== Extract provided ==

When all else fails, we turn to the instruction manual. However, the experience can be frustrating. Making the leap from text to practice represents an age-old problem which this project addresses from a historical perspective. Its point of departure is a simple question: How did early modern scholars visually structure information in order to translate text into practice? The fact that visualization played an important role is obvious from even a cursory perusal of many texts from this period: one finds images, diagrams, tables, and lists.
In the translational process from text to practice, “translation” is defined as “the process by which information and knowledge is transferred from one place to another, often being altered in the process” (Cook & Dupré 2012, 10). Using this definition, I hope to show that visualizations as found in early modern books and manuscripts are not just a form of representation. Rather, they aim to facilitate the translation of scientific knowledge from text to practice.
My project not only looks at the relationship between manuscripts and printed books in the field of medicine, but also seeks to demonstrate the connection within the fields of divination and alchemy. Though these disciplines today seem highly unscientific and were not taught at universities, they shared with medicine a practical relationship to their written sources. Indeed, it was precisely among physicians that these other “scientific disciplines” found prominent adherents. This allows us to compare the practice of visualizing scientific knowledge in different disciplines, but by a similar group of practitioners. I argue that the differences between the ways in which knowledge was visualized in these disciplines reflect the different methods of acquiring knowledge and the roles played by either bookish learning or practical experience in this process.

===
== Source material ==

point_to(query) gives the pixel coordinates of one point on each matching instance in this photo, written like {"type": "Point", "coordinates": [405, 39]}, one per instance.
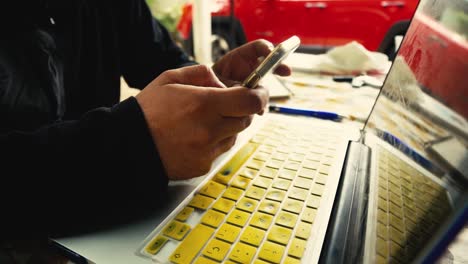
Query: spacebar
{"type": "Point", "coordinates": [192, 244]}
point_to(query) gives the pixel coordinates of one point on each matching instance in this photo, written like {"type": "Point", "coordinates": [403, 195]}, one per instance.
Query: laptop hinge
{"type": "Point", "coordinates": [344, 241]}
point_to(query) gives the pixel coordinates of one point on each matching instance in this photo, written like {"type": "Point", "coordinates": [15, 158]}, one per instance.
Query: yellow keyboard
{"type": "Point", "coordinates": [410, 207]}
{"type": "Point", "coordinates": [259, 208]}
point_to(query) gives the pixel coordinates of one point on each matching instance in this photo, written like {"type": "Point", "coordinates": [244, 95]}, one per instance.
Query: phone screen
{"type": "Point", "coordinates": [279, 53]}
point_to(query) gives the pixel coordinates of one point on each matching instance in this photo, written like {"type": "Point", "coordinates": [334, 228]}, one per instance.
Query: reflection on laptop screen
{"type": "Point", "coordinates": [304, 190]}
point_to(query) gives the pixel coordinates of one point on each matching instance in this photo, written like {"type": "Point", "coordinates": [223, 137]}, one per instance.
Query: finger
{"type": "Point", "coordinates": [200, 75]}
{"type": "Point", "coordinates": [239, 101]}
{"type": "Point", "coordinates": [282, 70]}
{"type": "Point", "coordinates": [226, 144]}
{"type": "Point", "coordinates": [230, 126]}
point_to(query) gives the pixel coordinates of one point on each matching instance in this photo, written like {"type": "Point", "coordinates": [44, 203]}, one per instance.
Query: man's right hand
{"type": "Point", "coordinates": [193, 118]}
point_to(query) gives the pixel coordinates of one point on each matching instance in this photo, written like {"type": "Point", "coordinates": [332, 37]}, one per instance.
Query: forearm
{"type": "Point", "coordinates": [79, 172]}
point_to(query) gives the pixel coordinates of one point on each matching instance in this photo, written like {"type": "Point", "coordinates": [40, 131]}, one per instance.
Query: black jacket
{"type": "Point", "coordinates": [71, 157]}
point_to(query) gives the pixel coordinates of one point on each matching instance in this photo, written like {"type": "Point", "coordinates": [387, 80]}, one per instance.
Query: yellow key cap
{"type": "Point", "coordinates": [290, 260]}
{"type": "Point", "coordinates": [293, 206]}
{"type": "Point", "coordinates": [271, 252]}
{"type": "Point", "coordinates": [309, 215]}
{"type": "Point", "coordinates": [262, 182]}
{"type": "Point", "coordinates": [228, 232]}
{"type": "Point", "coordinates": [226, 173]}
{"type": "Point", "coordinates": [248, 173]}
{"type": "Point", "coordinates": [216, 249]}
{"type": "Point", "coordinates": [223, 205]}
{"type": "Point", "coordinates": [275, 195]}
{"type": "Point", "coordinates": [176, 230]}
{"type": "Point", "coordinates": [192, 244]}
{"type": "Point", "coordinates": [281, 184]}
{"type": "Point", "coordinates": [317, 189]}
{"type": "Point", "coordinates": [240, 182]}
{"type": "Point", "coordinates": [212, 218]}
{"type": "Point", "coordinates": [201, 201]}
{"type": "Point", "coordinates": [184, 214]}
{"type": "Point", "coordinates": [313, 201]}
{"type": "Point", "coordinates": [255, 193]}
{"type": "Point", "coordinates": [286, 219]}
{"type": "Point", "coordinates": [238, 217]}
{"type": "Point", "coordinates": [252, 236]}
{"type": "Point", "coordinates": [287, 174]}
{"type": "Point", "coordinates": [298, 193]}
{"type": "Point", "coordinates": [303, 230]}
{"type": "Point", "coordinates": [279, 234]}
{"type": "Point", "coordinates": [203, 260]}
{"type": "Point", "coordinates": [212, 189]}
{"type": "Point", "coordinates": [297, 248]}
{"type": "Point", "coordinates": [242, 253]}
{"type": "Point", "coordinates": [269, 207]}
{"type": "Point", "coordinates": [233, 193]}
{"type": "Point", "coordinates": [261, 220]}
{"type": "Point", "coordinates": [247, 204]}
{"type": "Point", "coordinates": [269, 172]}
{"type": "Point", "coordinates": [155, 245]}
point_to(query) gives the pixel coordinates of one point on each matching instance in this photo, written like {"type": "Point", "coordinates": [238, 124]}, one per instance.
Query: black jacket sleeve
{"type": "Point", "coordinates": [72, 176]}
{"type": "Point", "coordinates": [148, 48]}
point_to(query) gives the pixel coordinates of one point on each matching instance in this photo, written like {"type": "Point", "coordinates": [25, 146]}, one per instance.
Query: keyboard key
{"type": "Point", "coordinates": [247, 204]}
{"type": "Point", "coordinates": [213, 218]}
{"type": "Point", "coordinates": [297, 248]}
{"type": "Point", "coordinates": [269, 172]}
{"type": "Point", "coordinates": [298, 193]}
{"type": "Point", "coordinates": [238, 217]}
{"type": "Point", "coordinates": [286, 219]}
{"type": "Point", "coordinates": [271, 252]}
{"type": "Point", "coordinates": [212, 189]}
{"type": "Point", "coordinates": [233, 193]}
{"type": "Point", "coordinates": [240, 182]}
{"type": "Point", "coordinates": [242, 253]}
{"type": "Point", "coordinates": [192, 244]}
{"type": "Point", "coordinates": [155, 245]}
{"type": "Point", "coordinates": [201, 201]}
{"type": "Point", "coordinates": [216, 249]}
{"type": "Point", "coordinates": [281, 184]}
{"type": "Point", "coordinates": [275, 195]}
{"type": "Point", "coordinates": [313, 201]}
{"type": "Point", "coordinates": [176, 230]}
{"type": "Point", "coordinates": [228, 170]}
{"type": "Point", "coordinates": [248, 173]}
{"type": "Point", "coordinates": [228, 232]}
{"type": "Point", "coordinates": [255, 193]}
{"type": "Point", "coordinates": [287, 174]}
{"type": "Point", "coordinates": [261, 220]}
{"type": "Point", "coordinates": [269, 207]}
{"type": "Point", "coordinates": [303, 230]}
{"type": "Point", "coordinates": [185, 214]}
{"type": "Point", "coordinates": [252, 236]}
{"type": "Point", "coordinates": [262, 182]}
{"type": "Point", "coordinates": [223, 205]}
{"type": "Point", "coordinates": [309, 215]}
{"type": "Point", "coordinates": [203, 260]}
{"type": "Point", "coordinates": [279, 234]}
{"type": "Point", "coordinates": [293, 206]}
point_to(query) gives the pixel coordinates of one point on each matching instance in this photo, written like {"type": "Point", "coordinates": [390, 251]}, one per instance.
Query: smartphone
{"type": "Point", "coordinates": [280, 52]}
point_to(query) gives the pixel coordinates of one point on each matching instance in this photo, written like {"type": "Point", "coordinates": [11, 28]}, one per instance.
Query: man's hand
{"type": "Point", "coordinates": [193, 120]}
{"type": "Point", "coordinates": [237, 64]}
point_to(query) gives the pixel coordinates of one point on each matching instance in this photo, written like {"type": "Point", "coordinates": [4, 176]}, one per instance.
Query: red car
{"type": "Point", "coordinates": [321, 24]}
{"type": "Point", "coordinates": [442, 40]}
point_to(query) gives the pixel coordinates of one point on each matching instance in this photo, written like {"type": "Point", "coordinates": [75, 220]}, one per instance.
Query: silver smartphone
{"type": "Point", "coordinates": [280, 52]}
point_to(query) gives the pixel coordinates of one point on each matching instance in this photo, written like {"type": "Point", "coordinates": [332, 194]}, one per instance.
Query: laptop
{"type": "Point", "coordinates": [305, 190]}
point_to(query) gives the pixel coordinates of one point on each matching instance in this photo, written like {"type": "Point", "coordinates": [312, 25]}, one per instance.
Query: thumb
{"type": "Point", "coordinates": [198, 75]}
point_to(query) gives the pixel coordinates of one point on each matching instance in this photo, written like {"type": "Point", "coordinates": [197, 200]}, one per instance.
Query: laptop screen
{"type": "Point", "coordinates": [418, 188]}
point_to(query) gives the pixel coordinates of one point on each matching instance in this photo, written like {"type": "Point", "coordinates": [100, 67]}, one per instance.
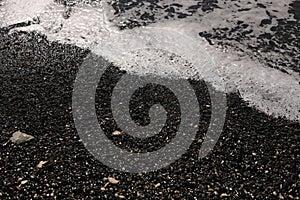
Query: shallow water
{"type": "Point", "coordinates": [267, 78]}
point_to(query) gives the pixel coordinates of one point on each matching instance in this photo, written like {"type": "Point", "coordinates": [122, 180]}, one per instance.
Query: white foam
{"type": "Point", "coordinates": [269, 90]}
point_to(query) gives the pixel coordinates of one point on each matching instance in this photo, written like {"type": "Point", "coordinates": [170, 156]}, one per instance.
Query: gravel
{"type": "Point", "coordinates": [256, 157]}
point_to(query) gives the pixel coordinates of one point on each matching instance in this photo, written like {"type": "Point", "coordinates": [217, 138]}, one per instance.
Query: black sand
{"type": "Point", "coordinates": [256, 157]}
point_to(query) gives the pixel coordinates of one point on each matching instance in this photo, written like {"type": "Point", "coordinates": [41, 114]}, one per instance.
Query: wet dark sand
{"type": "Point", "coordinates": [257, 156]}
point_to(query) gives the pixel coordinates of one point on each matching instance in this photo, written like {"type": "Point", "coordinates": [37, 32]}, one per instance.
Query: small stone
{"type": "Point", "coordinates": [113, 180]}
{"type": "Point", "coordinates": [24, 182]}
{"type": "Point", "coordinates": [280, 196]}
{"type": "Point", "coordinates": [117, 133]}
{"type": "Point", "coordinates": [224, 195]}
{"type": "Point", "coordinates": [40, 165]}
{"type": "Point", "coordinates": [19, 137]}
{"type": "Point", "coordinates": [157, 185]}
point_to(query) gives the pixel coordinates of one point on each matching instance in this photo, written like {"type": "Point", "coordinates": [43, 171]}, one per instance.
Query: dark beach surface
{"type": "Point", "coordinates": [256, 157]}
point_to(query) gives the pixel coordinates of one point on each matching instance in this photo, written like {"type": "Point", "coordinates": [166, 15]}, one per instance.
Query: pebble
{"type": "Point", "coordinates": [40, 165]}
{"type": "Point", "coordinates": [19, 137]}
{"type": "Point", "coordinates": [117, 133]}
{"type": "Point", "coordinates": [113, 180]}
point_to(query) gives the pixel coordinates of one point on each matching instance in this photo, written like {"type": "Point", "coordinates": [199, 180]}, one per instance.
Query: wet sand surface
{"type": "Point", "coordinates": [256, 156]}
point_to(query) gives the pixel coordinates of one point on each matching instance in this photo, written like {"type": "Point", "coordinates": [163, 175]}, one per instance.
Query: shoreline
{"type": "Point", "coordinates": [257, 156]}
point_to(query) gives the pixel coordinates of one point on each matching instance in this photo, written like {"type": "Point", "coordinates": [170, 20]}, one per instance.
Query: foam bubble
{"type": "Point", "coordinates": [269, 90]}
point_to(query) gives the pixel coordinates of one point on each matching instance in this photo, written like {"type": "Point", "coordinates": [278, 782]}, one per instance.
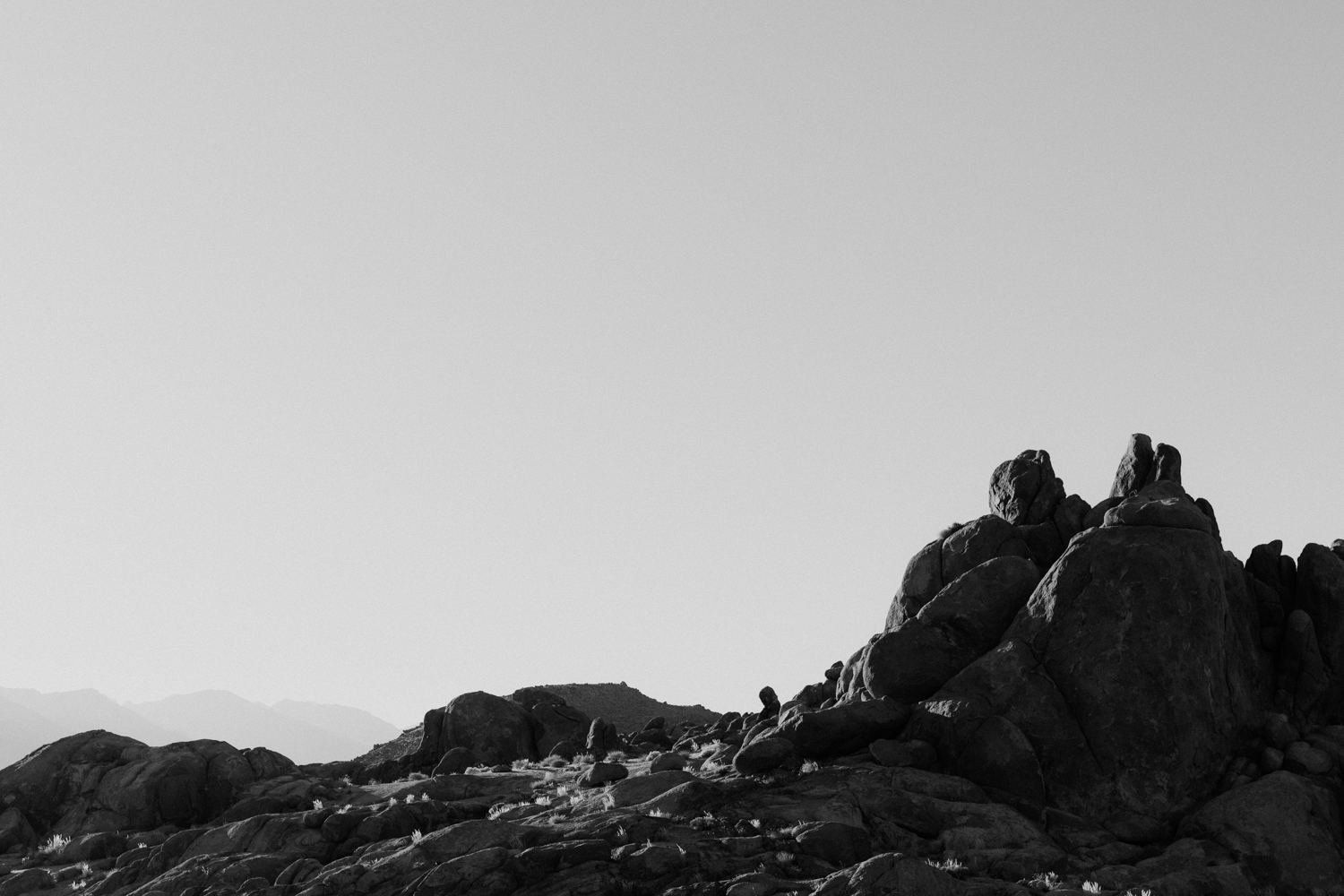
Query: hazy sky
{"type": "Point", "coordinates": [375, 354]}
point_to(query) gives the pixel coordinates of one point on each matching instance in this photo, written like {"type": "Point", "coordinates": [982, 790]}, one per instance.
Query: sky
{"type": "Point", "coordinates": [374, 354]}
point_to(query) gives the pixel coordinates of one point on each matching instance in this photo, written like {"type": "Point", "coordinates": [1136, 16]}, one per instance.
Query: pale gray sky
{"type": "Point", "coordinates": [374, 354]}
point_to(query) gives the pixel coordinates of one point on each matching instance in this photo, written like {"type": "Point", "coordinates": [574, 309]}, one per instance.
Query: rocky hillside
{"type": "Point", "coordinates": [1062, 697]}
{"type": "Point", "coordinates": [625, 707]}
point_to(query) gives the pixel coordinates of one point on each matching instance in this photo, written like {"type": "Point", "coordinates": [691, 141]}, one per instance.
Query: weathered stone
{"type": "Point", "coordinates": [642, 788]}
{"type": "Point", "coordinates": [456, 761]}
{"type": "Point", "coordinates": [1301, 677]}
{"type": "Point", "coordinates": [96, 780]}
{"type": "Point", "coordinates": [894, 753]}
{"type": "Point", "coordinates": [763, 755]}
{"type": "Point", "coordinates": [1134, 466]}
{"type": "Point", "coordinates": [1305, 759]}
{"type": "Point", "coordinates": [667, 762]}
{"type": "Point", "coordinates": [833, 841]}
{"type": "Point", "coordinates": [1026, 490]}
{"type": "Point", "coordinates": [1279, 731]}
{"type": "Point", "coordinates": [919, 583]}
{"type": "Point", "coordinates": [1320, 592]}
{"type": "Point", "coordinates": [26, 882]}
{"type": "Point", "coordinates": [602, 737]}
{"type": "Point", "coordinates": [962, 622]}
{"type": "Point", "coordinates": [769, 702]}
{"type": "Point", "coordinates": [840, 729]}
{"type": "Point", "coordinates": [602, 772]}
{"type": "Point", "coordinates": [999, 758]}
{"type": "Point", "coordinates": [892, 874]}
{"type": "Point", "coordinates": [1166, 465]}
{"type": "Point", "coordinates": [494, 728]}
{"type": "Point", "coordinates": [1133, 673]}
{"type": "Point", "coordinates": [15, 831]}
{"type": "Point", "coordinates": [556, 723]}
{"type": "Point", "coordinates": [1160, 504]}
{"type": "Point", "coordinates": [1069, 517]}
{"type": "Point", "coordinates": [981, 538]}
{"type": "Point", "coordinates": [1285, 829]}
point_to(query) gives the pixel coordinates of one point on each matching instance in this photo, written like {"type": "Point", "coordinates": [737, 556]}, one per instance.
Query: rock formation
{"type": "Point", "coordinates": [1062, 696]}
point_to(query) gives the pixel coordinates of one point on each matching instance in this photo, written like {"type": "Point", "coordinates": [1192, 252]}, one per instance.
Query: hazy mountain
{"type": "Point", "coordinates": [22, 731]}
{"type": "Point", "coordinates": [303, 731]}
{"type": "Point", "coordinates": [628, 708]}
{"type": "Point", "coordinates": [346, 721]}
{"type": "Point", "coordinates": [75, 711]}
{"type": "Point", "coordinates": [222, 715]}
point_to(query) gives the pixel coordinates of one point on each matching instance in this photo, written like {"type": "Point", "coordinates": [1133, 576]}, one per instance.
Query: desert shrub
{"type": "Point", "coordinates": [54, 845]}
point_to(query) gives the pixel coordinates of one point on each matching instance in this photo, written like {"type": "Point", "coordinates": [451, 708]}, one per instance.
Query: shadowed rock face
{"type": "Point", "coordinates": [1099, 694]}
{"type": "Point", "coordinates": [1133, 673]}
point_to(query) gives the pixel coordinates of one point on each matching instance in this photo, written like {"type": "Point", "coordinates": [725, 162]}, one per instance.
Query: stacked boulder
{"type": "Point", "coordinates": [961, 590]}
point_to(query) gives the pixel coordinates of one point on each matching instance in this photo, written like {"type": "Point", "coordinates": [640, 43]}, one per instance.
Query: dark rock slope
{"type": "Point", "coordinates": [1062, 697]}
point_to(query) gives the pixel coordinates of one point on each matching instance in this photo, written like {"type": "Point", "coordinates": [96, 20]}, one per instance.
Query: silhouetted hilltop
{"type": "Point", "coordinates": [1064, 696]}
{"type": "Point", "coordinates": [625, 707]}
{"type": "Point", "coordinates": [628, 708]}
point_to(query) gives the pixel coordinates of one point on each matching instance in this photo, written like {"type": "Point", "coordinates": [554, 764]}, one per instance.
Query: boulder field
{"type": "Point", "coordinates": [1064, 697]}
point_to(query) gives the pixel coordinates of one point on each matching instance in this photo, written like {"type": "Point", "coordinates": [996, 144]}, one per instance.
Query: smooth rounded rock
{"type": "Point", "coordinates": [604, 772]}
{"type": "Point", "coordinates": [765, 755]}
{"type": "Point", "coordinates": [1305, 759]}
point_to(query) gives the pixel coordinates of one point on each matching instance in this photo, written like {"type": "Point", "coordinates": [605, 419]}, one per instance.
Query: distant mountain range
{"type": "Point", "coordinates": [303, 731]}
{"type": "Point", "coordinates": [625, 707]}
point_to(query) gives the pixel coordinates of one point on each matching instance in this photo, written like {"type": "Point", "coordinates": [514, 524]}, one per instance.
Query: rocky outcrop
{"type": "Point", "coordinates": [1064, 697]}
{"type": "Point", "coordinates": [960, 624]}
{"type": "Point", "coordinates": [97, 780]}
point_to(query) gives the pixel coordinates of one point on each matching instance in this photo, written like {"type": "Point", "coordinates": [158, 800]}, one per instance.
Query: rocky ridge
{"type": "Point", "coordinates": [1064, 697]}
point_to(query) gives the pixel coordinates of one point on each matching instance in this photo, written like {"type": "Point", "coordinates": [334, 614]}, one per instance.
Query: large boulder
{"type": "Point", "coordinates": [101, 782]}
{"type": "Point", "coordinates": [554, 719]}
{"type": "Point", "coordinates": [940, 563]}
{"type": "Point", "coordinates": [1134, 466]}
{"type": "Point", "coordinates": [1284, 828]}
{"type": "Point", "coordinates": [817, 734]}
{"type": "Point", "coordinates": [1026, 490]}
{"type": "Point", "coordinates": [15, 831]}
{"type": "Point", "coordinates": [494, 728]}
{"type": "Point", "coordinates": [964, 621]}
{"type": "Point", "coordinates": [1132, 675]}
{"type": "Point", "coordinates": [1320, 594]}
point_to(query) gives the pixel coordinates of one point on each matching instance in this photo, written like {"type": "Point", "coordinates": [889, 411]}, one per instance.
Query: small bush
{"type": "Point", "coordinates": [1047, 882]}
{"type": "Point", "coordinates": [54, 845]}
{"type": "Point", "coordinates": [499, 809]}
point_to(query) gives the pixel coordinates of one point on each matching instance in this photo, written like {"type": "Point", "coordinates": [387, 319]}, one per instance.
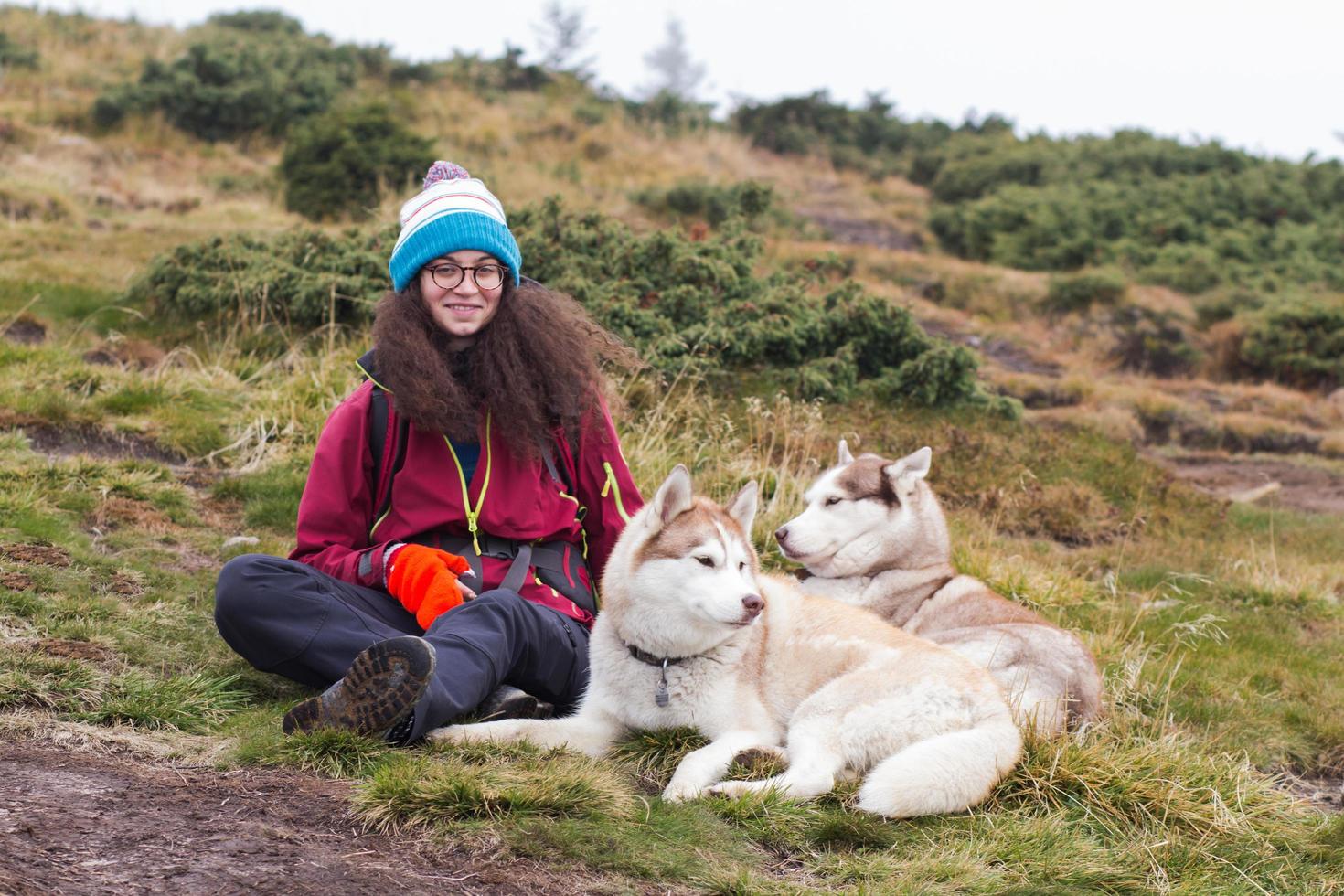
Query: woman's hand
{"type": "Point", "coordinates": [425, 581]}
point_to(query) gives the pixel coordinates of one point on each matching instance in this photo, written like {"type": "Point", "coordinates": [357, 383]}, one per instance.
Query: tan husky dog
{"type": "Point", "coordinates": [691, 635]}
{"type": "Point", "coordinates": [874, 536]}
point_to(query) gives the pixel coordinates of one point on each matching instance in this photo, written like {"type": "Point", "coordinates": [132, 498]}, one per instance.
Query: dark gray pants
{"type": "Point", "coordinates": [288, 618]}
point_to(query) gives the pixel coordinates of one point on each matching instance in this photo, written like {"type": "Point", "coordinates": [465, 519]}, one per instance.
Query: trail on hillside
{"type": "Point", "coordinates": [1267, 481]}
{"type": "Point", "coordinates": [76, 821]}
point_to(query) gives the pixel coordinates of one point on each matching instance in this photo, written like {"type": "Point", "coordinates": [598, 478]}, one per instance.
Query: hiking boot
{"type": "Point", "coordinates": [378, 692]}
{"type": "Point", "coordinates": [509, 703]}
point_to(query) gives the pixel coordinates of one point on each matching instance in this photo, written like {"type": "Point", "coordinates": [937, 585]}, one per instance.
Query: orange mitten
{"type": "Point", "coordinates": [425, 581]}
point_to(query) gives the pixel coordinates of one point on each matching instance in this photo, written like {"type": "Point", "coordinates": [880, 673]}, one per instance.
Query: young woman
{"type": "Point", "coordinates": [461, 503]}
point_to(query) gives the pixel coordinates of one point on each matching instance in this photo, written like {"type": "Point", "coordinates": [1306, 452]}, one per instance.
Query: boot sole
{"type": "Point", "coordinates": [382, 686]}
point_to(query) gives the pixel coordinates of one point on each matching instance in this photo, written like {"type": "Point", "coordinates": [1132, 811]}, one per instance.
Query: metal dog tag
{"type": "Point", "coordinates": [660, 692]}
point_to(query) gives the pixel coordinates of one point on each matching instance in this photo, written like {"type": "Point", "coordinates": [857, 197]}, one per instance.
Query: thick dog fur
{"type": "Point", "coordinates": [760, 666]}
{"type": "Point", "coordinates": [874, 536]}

===

▶ **Work item A**
Repeat everything from "In the translational" down to "text to practice." in the passage on early modern visualization above.
▶ **Work item B**
Write the next part of the passage on early modern visualization, picking up after its last sentence.

▶ **Exercise output A**
In the translational process from text to practice, “translation” is defined as “the process by which information and knowledge is transferred from one place to another, often being altered in the process” (Cook & Dupré 2012, 10). Using this definition, I hope to show that visualizations as found in early modern books and manuscripts are not just a form of representation. Rather, they aim to facilitate the translation of scientific knowledge from text to practice.

▶ **Exercise output B**
My main focuses of research are alchemy, geomancy and medicine, as taught and practiced in Northern Europe. By connecting these three different disciplines of scientific knowledge throughout the fifteenth, sixteenth, and seventeenth centuries, I expect to show that practitioners of science and natural philosophy developed various forms of visualization as an intermediary step between textual information and its practical implementation. The innovations in techniques of observation, experimentation, and organizing knowledge can be best appreciated if we also consider the reconfiguration of the relationship between text and practice. Paradoxically, this line of research yields the most profound insights when it encompasses fields such as alchemy and geomancy—disciplines that, in contrast to medicine, fell by the wayside with the emergence of modern science.